** Extracted text **
=== Begin Enclosure ===

We also need to examine what happened to the blood test results from the national poisons unit and disclosure of those that still exist. My constituent had a long battle to get his results, but he did finally get them, so there might still be some there. Even if the paperwork does not exist, medical staff should be invited to give their recollections.
Stephen was affected by this at a young age. He and others deserve an apology from the Government, as he has had to live with the effects for decades. Will the Minister also look at what can be done to help those who are suffering and want access to treatment and an acknowledgement of their health issues? Finally, as a result of this debate, will the Minister take this opportunity, early in this Parliament, to move this issue forward by agreeing to a meeting with the Sheep Dip Sufferers Support Group, so that we can go into this in far greater depth than a half-hour debate allows? That would be greatly appreciated by campaigners, so I urge him to do that as well as fulfilling my other requests.
It is a pleasure to serve under your chairmanship, Mr Davies. I congratulate the hon. Member for Newport East (Jessica Morden) on securing the debate. She has championed this cause for some time and she made it clear towards the end of the last Parliament that she would seek an early opportunity for a debate. She has succeeded. Everyone here will have been touched by the story of her constituent and his ill health.

=== End Enclosure ===

** Exercise A **
In the parliamentary debate excerpt on sheep dip, what group does the speaker ask the Minister to agree to meet?
** Exercise B **
Write a continuation of the parliamentary debate excerpt on sheep dip, starting after its last sentence.

** Supplied records **
=== Begin Enclosure ===

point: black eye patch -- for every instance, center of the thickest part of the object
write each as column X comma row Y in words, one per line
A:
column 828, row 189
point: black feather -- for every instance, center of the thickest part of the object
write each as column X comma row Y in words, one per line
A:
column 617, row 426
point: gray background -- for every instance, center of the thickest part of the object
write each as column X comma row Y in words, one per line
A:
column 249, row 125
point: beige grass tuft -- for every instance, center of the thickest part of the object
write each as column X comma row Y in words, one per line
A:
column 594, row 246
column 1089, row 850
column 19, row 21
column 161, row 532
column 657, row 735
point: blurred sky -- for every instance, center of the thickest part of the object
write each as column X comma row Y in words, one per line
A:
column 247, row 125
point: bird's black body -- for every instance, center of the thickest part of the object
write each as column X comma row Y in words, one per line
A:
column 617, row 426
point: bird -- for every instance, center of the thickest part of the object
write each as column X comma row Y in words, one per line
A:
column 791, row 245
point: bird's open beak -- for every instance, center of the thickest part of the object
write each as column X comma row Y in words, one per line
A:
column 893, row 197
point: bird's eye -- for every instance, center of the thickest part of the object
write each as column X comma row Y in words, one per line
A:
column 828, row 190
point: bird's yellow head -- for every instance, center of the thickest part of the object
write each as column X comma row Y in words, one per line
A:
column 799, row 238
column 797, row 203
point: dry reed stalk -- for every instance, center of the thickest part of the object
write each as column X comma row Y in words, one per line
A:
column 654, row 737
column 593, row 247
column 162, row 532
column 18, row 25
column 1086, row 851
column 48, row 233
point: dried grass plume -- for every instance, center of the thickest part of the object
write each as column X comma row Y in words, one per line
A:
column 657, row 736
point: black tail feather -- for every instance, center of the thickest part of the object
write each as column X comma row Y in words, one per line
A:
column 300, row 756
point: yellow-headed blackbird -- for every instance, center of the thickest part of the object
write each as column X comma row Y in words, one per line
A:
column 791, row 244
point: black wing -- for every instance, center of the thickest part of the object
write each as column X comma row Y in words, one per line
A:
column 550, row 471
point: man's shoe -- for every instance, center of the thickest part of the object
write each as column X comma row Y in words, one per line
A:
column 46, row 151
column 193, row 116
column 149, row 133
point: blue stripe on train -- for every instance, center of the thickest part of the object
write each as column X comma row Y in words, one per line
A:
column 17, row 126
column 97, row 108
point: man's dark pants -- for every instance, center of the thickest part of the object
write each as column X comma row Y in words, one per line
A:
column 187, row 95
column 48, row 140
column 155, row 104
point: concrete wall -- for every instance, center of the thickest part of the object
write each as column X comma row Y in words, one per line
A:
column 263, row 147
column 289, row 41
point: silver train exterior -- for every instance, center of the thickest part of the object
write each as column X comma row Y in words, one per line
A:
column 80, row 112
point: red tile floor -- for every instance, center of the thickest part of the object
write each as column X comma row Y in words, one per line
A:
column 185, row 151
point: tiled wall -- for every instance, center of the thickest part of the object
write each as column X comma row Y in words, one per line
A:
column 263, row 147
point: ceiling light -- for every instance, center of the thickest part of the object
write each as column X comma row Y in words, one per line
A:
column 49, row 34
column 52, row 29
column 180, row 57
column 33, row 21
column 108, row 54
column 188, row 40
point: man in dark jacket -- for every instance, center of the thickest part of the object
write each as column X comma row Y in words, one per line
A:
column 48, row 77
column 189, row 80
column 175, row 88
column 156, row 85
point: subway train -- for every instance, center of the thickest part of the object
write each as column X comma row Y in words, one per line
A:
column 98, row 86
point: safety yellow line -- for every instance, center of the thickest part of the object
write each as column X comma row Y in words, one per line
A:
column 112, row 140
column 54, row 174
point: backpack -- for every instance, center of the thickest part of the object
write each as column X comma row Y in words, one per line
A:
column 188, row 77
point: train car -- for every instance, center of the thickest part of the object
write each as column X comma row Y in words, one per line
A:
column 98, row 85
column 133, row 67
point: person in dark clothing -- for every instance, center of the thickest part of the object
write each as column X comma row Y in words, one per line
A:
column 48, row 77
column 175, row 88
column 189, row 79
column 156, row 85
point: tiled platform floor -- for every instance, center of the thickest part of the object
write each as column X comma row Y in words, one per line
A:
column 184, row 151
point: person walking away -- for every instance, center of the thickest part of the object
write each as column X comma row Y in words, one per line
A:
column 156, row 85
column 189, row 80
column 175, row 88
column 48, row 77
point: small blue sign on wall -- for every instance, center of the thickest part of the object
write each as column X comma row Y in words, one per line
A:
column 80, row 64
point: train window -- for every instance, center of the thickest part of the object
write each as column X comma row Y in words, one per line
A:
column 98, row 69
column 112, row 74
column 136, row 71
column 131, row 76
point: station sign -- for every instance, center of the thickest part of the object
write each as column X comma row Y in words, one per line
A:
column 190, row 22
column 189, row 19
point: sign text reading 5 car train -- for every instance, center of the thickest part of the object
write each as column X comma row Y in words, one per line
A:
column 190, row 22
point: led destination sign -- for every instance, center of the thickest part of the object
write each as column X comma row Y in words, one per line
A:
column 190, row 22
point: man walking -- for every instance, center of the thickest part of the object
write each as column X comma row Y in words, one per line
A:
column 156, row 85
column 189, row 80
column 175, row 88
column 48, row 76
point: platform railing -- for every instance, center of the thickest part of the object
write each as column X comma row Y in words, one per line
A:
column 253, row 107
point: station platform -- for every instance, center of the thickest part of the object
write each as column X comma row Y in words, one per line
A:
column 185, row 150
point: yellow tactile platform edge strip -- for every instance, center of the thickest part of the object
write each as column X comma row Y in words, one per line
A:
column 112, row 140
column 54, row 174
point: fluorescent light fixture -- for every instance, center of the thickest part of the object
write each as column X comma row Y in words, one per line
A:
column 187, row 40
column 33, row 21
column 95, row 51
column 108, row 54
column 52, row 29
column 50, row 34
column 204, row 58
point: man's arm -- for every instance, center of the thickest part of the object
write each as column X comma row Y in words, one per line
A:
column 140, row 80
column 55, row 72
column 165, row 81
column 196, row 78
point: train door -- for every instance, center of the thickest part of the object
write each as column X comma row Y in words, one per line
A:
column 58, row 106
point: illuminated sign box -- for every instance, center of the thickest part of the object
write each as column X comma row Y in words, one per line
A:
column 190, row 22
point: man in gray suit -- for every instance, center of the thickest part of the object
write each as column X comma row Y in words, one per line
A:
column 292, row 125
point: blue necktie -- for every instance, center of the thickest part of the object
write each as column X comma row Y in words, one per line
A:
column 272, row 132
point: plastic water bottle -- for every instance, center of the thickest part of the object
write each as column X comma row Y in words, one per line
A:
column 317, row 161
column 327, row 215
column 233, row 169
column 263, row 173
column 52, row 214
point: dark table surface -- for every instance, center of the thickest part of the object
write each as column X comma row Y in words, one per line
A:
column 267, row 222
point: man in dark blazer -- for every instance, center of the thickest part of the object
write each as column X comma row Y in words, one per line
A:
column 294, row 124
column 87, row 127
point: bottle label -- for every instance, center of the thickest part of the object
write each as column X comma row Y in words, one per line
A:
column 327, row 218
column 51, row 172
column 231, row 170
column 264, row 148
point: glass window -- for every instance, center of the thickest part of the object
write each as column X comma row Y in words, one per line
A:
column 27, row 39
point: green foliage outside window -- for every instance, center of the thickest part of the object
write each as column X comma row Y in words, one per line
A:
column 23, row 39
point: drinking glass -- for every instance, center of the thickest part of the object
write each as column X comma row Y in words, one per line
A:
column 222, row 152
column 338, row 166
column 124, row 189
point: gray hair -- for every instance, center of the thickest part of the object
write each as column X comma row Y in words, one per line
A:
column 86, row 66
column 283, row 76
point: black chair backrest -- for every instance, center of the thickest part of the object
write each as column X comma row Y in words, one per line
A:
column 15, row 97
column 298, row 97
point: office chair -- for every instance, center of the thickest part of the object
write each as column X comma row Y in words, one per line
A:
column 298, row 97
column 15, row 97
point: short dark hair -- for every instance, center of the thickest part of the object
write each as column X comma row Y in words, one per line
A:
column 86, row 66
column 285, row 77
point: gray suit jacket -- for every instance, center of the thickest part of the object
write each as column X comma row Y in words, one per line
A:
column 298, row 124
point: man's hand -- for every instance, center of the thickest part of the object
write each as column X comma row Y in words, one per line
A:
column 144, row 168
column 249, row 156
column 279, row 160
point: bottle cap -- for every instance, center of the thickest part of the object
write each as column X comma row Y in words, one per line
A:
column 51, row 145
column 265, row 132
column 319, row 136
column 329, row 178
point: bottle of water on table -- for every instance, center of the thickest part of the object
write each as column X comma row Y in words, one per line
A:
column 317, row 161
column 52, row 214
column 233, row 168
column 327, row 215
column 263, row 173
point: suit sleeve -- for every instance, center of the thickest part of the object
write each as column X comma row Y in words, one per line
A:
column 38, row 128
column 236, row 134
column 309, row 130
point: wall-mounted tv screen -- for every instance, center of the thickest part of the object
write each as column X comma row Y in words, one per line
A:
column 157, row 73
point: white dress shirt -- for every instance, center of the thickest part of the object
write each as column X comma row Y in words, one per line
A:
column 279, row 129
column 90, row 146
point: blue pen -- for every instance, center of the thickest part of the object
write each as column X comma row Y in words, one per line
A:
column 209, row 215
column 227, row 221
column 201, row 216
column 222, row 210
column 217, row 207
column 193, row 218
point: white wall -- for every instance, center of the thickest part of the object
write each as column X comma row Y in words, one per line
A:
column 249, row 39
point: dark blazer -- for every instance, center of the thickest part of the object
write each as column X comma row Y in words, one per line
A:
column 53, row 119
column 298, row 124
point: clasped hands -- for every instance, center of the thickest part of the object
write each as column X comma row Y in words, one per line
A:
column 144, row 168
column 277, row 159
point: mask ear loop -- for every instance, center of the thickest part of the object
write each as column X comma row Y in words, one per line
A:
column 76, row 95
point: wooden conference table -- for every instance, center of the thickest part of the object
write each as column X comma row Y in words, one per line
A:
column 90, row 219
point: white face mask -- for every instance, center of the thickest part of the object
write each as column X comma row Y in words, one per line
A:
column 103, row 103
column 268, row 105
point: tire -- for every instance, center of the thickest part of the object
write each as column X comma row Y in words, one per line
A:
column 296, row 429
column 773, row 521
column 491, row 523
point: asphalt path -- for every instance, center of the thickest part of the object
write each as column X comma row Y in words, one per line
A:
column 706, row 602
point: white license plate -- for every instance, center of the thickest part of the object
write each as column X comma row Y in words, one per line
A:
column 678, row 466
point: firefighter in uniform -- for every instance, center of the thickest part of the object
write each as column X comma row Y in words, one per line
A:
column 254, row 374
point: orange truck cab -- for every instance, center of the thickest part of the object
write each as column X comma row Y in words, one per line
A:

=== End Enclosure ===

** Task result A **
The Sheep Dip Sufferers Support Group.

** Task result B **
I am sympathetic to farmers suffering from ill health and I acknowledge that some of them associate their illness with the use of organophosphate sheep dips. There is a long history of research into the hypothesis that low-level and non-toxic exposure to organophosphates, sheep dips in particular, might have caused long-term neurological health conditions.
The independent Committee on Toxicity released a statement on organophosphates in March last year, following its earlier report in 1999. The COT reviewed the science published since the original 1999 report and in summary concluded that the reviewed evidence suggests that exposures to cholinesterase-inhibiting organo- phosphates that are insufficient to cause overt acute poisoning do not cause important long-term neurological toxicity in adults and that, if toxic effects on the nervous system do occur, they are minor and subtle.
I am sorry, but I really must take issue with that; that is not the case. My constituency covers Exmoor and one of my constituents, George Wescott, has suffered with this for more than 30 years. As the hon. Member for Newport East (Jessica Morden) and I have already said, the Minister should set up a commission so that we can get to the bottom of the issue rather than accepting what I suspect is slightly flawed science, although I hesitate to say that.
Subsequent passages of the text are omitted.